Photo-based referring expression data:
=======

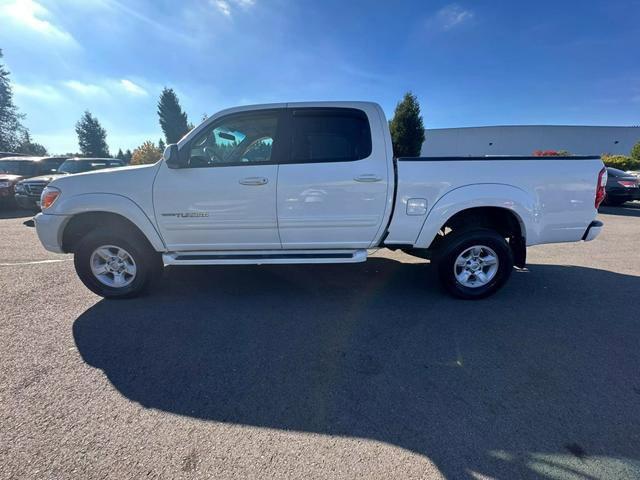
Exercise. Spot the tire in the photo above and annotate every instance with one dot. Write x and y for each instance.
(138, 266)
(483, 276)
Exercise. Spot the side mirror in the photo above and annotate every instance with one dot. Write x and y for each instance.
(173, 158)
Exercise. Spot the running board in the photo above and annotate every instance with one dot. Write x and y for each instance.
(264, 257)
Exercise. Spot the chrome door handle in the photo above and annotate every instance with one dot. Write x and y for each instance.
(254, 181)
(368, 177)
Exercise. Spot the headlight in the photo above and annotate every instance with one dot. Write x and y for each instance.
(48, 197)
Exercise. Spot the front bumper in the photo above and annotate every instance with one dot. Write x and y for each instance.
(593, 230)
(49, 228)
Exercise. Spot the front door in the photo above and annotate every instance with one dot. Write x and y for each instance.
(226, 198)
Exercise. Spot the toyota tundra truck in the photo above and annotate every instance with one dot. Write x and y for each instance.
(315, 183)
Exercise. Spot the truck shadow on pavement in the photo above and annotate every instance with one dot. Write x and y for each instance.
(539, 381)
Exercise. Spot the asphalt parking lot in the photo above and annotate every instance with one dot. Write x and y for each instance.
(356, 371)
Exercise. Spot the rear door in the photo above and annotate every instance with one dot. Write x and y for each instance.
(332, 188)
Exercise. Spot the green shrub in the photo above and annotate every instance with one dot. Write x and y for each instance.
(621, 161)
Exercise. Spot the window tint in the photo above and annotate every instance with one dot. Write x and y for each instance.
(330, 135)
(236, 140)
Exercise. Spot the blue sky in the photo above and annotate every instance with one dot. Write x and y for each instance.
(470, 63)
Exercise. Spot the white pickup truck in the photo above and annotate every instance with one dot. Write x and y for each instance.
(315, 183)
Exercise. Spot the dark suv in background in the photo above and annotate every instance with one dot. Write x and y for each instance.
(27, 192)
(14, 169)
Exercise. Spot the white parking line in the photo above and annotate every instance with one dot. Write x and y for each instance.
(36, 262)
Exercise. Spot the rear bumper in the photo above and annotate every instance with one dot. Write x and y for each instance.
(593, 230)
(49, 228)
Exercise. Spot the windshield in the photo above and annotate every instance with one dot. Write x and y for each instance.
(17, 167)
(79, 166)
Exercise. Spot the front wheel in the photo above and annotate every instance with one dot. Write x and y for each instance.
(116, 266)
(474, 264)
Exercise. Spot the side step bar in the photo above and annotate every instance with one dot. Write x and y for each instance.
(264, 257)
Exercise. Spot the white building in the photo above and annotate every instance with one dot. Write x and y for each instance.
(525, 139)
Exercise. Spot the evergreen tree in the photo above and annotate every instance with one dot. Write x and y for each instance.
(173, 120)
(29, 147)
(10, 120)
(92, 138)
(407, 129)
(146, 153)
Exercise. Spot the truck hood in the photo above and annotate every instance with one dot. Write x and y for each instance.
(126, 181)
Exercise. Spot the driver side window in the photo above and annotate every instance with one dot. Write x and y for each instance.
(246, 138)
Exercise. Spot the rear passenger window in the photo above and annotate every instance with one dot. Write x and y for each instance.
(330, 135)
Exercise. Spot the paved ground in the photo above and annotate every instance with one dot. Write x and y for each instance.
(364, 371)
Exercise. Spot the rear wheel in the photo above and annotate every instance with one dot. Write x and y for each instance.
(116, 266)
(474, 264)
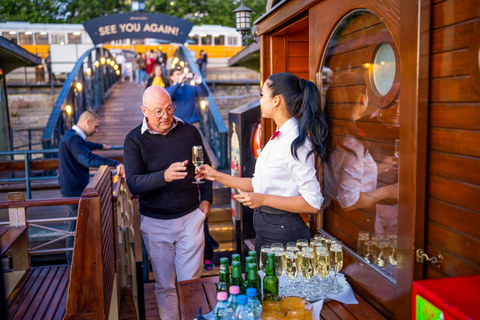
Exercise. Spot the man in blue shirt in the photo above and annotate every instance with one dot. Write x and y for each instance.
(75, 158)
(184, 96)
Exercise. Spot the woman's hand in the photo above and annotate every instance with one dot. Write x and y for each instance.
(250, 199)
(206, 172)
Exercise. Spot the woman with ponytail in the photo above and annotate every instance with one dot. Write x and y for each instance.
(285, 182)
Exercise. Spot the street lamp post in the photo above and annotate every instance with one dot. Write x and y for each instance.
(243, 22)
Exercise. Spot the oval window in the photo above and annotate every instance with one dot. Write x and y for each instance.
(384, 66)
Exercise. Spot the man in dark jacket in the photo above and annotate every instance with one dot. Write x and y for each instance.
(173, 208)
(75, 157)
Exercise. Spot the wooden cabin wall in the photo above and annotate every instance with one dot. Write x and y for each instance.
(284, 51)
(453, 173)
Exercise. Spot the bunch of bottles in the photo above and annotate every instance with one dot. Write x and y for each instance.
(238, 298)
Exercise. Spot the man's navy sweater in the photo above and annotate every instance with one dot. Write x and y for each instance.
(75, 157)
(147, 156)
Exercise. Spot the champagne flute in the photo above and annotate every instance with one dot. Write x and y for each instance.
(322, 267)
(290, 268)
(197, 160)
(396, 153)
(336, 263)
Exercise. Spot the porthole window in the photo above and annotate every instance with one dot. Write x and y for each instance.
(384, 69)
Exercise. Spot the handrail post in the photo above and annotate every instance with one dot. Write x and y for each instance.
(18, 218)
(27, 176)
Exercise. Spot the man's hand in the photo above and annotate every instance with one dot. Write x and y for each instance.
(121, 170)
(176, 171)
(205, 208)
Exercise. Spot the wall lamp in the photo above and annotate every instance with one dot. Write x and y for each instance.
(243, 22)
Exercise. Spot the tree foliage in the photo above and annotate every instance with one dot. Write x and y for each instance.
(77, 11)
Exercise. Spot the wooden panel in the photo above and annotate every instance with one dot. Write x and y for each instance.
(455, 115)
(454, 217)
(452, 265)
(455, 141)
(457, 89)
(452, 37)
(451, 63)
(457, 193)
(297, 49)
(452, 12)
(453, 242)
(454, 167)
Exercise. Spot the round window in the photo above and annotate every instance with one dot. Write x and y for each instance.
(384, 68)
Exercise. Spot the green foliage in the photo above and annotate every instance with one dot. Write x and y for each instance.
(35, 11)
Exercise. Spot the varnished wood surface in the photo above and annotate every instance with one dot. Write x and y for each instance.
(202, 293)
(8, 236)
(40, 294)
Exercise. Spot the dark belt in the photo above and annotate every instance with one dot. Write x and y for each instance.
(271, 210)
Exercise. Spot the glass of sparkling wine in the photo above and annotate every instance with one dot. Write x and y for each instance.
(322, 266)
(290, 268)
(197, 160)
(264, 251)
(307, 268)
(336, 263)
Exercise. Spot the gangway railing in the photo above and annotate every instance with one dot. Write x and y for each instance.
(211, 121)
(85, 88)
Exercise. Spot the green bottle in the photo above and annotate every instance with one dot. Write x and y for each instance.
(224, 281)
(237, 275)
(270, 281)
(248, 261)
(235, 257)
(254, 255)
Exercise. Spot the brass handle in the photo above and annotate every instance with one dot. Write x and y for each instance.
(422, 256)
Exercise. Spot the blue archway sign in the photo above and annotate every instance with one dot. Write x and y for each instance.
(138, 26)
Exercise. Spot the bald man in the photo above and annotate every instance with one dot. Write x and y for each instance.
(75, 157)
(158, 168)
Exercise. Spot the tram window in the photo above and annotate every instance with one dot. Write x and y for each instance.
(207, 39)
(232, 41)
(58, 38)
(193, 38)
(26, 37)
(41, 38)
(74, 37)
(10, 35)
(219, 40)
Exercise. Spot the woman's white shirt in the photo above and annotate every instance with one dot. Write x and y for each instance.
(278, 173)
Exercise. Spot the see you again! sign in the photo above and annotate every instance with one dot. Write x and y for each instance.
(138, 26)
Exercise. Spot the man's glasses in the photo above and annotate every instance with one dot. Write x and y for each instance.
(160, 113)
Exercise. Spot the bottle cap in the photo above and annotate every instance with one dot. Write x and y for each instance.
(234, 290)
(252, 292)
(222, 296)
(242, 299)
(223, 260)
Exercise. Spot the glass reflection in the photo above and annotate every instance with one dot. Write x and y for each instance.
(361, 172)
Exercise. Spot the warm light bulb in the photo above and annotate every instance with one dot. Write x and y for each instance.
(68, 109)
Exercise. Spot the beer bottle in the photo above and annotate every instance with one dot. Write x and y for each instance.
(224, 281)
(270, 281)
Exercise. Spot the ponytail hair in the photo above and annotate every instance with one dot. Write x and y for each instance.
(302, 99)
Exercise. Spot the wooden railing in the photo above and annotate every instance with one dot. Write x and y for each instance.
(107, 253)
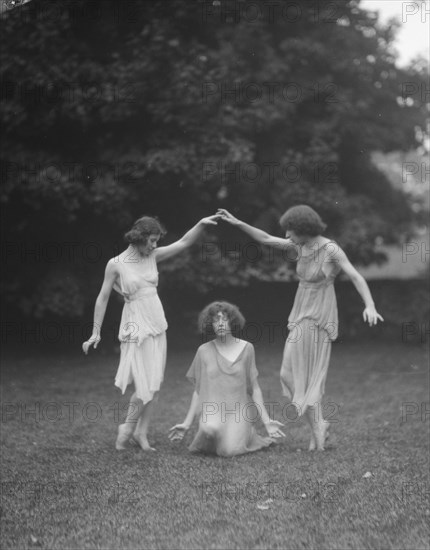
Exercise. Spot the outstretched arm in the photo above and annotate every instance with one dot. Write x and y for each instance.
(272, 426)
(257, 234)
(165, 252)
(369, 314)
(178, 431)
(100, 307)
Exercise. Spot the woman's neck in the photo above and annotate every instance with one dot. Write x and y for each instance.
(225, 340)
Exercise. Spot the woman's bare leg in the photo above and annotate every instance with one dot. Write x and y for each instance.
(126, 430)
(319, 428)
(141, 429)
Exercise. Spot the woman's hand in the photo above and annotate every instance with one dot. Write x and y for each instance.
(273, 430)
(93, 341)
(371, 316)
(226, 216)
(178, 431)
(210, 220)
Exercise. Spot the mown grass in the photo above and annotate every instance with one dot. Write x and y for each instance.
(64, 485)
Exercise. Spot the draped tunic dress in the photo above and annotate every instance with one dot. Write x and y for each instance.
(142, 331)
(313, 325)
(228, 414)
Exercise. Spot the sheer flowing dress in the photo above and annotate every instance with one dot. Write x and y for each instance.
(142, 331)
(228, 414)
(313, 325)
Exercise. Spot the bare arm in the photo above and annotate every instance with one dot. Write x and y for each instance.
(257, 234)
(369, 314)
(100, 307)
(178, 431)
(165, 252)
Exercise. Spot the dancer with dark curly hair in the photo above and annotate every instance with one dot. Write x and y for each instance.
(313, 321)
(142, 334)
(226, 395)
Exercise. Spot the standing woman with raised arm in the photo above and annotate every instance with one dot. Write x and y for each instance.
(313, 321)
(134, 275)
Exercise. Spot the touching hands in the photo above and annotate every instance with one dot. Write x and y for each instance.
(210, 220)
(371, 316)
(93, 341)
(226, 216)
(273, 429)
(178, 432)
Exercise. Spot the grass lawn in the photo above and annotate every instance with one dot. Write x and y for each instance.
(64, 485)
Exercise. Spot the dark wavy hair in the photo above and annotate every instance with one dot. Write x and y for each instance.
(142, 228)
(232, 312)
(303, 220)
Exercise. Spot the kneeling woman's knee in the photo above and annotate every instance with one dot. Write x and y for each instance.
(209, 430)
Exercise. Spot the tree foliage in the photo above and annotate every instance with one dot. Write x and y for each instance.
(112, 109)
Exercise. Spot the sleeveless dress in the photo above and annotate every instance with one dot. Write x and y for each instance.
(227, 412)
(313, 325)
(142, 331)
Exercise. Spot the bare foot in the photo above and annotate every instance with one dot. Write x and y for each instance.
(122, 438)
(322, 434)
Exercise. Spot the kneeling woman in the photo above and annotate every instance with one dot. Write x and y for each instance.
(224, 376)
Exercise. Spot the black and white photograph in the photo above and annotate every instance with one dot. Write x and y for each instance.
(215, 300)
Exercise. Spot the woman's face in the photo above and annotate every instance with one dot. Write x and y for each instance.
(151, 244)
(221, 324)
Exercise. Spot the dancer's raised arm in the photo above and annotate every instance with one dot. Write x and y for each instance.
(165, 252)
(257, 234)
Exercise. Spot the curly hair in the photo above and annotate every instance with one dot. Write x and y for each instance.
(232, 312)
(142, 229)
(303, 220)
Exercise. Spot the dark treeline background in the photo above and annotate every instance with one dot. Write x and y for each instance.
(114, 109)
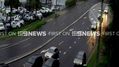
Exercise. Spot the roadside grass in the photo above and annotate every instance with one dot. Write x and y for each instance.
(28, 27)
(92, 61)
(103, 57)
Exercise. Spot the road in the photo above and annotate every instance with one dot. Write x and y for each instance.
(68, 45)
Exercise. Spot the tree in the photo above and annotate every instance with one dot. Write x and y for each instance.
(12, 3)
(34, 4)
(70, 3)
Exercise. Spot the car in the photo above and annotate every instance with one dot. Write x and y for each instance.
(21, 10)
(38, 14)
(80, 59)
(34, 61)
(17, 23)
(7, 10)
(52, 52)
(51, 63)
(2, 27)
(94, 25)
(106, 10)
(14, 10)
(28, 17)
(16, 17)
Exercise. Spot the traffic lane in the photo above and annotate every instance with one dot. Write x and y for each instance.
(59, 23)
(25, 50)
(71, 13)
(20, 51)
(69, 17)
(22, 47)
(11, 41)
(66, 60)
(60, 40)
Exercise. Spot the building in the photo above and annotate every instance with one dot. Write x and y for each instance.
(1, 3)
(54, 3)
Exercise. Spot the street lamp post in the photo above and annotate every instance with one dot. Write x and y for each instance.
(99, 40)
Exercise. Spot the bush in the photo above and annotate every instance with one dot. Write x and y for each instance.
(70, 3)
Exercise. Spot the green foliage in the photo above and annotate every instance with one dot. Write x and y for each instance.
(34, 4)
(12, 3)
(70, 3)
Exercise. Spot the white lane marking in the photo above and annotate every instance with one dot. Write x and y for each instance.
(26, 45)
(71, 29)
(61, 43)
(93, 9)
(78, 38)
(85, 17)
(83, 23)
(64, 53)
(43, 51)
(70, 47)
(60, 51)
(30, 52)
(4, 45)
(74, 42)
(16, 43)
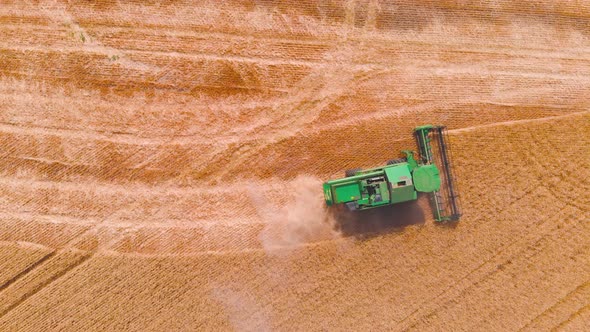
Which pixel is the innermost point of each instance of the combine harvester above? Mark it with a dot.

=======

Exercise directions: The lines to copy begin with the one containing "Exercise. Spot the white lane" and end with the last line of the entries above; copy them exactly, minus the pictures.

Response to this exercise:
Exercise. Spot the white lane marking in the photo above and annotate every instance with one dot. Write x and y for each instance.
(26, 45)
(71, 29)
(61, 43)
(93, 9)
(78, 38)
(85, 17)
(83, 23)
(64, 53)
(43, 51)
(70, 47)
(60, 51)
(30, 52)
(4, 45)
(74, 42)
(16, 43)
Which pixel is the innermost point of each instance of the combine harvester above? Mark it with a dot.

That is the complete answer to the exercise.